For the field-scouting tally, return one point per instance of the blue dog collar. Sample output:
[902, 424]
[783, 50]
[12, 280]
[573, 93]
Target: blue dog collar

▸ Given problem: Rewrite the rows above with every "collar" changed to "harness" and everything else kept unchanged.

▸ Result for this task:
For the field-scouting tally, return one point per instance of the blue dog harness. Sample output:
[902, 424]
[783, 50]
[12, 280]
[573, 93]
Target: blue dog harness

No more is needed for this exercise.